VOS TÂCHES:
**a)** D'après le texte sur le Cameroun sans leader, quel mouvement d'Espagne figure parmi les mouvements sans leaders cités ?
**b)** Recopiez le passage du texte sur le Cameroun sans leader qui commence aux mots « Dans un texte » et se termine après les mots « le texte intégral. ».

SECTION DU DOCUMENT:
■ ■ ■
Dans un texte publié le 28 avril 2023, le cinéaste parle du Cameroun qui fonctionne sans leader en ce moment. Lebledparle.com vous propose le texte intégral.

JP Bekolo Obama

Mouvements sans leaders, pays sans leader

Le Cameroun est-il en train de vivre l’expérience des mouvements sans leaders comme le Black Life Matters aux États-Unis, La Nuit Debout ou Les Gilets Jaunes en France, ou encore Les Indignés en Espagne? Comme ces mouvements, le Cameroun présenterait tous les signes d’un un pays sans leader. Et les différentes crises auxquelles nous assistons actuellement dans ce pays et la manière dont elles sont gérées le démontrent. Si les mouvements sans leaders ont été critiqués par ceux qui pensent que le pouvoir doit toujours être incarné, d’autres y voient une manière de faire la politique autrement. En effet, la figure du leader permet au système combattu de décapiter le mouvement une fois le leader arrêté, dénigré ou assassiné. La figure du chef comme du President de la République, qui nous semble aujourd’hui incontournable, nous faire oublier que d’autres modèles sont possibles. Et la formation dans les organisations politiques d’une élite bureaucratique autour du chef était le problème? Les mouvements sans leaders se méfient des chefs, voila pourquoi pour eux, il est logique de vouloir déposer ceux qui ont le pouvoir, et d’empêcher qu’il ne se crée au sein du mouvement, un autre système de pouvoir. La question qui se pose à eux est celle de savoir comment représenter la volonté générale sans attendre l’homme providentiel?

 

Si on regarde ce qui se passe au Cameroun, ceux qui sont d’une autre époque essaye de trouver un homme providentiel face à l’absence de leader actuel. Voilà comment s’explique le Franckisme, les partisans du fils de Paul Biya, Franck Biya. Mais ce qu’ils ne savent pas c’est que les camerounais s’accommodent très bien de vivre sans président. Toutes les crises auxquelles nous assistons ne se comprennent qu’à partir de là. Entre ceux qui sont nostalgiques d’une époque où le pays avait besoin d’un leader fort, voire d’un dictateur « éclairé », beaucoup d’autres ont intégré cette « dictature molle » comme un mode de fonctionnement où même la répression se fait avec une certaine nonchalance qui frise parfois à l’incompétence, amenant les Camerounais à se demander si le régime en place est vraiment une dictature, une chose est sur, ce n’est pas une démocratie. Le fait que les crises actuelles au Cameroun se gèrent par réseaux sociaux interposés n’est pas anodin, c’est un phénomène des mouvements sans leaders. Les réseaux sociaux sont devenus cette place publique, qui est en fait une démocratie participative où chacun dit ce qu’il a à dire et comme à Athènes où les orateurs se relayaient pour critiquer les rois, l’omniprésence des lanceurs d’alerte qui sont devenus les instruments de ce pouvoir que l’on veut abattre, confirment que ce pouvoir n’est plus. Les différents cas au Cameroun où l’instrumentalisation des réseaux sociaux par les différents acteurs montre qu’ils sont à la recherche d’un arbitre qui soit le souverain populaire, c’est-à-dire le peuple. Mais à quoi sert le peuple quand on est dans une dictature ?
■ ■ ■
SECTION DES DONNÉES:
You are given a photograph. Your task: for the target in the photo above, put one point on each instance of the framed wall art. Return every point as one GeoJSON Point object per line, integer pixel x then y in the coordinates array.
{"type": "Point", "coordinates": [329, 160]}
■ ■ ■
SOLUTIONS PROPOSÉES:
**a)** Les Indignés.

**b)**
Dans un texte publié le 28 avril 2023, le cinéaste parle du Cameroun qui fonctionne sans leader en ce moment. Lebledparle.com vous propose le texte intégral.